▸ What the task requires:
For each line in the data that includes "white", make a copy.

▸ Input for this task:
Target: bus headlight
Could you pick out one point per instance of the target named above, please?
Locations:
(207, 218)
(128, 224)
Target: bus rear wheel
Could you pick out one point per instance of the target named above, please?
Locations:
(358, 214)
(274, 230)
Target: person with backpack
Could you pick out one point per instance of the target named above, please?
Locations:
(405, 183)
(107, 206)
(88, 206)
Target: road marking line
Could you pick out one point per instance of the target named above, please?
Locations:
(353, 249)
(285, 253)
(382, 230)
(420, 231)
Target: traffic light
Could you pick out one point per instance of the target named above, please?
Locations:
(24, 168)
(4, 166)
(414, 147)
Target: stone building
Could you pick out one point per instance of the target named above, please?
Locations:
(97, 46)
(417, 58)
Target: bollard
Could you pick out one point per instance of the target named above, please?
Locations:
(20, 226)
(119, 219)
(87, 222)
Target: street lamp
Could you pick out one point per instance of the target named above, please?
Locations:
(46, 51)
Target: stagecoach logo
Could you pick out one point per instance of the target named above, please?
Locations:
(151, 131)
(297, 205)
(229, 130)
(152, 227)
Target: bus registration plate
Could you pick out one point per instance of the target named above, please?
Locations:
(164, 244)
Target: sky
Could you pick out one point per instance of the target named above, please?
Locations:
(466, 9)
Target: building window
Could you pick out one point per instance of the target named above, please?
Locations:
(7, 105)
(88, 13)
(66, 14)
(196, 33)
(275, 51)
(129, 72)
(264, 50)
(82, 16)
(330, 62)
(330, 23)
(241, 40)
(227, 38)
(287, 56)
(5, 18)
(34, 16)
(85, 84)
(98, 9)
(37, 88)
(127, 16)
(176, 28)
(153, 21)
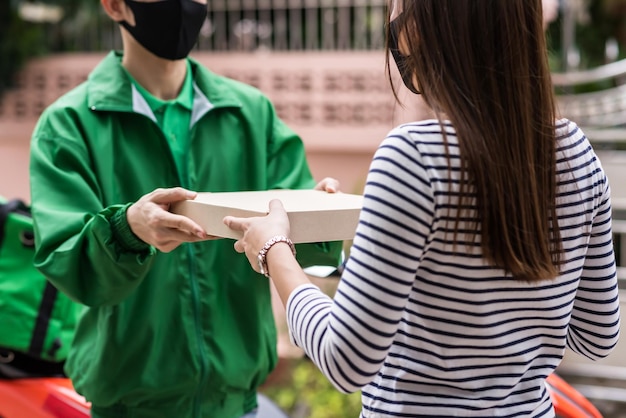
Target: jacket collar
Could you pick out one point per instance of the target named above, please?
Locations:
(110, 89)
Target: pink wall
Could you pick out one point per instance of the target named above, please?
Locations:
(339, 102)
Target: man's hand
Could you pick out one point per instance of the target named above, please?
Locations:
(149, 218)
(329, 185)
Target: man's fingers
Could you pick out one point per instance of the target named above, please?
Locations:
(175, 194)
(329, 185)
(183, 224)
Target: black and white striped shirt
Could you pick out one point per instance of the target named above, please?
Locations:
(427, 328)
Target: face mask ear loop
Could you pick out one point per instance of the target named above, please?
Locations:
(402, 61)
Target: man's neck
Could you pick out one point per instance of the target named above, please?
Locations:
(162, 78)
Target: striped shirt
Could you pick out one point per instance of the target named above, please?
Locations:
(427, 328)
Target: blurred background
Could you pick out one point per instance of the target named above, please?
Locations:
(322, 64)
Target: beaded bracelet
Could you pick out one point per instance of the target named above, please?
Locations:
(262, 257)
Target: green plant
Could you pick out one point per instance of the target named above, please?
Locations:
(19, 40)
(306, 393)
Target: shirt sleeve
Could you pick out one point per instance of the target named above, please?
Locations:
(348, 339)
(594, 325)
(76, 245)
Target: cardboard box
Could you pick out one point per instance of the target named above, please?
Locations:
(314, 216)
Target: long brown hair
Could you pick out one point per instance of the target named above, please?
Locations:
(483, 65)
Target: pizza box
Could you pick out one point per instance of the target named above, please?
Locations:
(314, 215)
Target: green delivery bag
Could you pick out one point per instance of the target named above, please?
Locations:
(36, 320)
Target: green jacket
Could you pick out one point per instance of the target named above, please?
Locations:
(184, 334)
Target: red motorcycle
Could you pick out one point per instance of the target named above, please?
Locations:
(54, 397)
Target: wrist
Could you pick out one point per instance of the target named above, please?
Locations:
(262, 257)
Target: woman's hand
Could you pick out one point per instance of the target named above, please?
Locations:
(258, 230)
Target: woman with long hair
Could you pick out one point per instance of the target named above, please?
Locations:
(484, 247)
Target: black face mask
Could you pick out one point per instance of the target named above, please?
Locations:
(168, 28)
(400, 59)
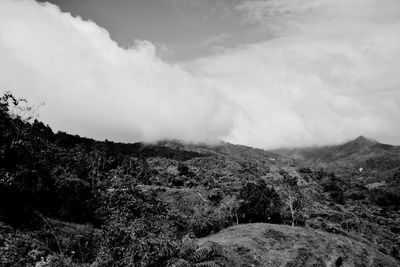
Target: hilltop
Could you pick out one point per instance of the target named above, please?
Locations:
(67, 200)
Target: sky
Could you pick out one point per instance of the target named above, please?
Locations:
(263, 73)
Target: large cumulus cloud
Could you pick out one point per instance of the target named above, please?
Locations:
(330, 72)
(326, 71)
(93, 87)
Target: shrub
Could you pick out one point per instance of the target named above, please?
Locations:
(259, 203)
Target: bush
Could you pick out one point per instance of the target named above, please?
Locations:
(259, 203)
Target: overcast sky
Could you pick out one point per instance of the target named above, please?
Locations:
(264, 73)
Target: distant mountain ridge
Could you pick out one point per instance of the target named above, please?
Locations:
(362, 152)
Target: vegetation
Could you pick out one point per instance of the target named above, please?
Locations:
(66, 200)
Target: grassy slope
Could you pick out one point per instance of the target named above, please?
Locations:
(263, 244)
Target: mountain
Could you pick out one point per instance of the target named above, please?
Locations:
(67, 200)
(361, 154)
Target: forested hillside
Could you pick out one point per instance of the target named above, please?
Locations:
(66, 200)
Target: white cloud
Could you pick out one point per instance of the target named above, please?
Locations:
(93, 87)
(331, 73)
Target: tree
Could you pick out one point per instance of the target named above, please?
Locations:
(259, 202)
(292, 196)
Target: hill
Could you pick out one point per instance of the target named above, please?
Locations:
(67, 200)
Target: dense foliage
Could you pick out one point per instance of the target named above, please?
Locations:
(66, 200)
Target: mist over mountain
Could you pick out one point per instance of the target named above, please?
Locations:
(188, 133)
(67, 200)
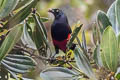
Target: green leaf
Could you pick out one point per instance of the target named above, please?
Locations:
(111, 13)
(6, 7)
(57, 73)
(97, 56)
(109, 49)
(23, 4)
(74, 35)
(83, 63)
(117, 11)
(84, 45)
(42, 19)
(26, 38)
(21, 15)
(96, 35)
(102, 20)
(38, 31)
(11, 39)
(18, 63)
(118, 38)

▸ Response below:
Target: black and white striped shirt
Target: white cloud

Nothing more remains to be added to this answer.